EXERCISE DESCRIPTION
Count the lines in the data below that contain the word "garage", and reply with the number alone.

DATA SHOWN
□ □ □ □

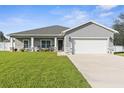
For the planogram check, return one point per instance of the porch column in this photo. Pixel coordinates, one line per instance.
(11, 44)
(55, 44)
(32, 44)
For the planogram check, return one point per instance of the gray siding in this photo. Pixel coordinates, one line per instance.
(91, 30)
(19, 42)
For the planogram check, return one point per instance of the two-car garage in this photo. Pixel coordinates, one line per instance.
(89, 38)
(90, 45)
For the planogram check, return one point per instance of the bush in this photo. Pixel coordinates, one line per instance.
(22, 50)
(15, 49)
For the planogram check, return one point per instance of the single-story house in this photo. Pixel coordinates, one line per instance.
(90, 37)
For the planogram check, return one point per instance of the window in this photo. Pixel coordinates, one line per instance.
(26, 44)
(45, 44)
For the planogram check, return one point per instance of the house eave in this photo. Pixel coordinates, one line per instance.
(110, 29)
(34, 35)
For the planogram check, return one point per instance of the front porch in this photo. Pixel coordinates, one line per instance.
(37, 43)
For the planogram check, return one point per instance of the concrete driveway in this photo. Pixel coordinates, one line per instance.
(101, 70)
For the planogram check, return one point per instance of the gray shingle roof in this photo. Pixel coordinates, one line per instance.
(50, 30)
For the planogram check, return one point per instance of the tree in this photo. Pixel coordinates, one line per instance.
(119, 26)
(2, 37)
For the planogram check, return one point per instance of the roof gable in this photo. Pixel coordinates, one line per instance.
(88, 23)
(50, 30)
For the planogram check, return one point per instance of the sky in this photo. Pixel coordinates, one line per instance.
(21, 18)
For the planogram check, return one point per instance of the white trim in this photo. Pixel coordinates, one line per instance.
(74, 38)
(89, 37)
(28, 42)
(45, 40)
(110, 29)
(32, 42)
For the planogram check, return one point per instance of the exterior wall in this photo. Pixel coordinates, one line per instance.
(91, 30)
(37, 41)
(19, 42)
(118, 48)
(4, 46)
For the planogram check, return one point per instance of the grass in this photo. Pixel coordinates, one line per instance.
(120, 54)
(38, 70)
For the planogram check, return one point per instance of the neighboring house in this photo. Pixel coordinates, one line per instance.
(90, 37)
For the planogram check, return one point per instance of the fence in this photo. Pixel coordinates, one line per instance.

□ □ □ □

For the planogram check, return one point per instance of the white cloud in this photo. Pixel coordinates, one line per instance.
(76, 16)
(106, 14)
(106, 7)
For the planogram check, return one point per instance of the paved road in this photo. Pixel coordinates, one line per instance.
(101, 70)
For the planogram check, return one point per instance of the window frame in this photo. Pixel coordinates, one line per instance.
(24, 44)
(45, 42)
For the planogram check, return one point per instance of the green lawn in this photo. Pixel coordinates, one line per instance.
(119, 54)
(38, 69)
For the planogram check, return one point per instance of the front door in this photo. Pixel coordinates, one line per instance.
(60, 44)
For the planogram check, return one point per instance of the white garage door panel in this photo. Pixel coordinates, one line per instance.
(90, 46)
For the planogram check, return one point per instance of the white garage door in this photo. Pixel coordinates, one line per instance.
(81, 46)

□ □ □ □

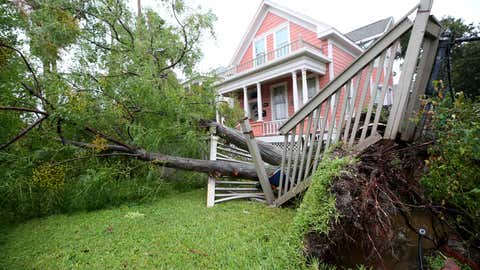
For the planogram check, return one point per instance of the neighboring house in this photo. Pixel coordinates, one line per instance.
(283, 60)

□ □ □ □

WRITTEN REPLY
3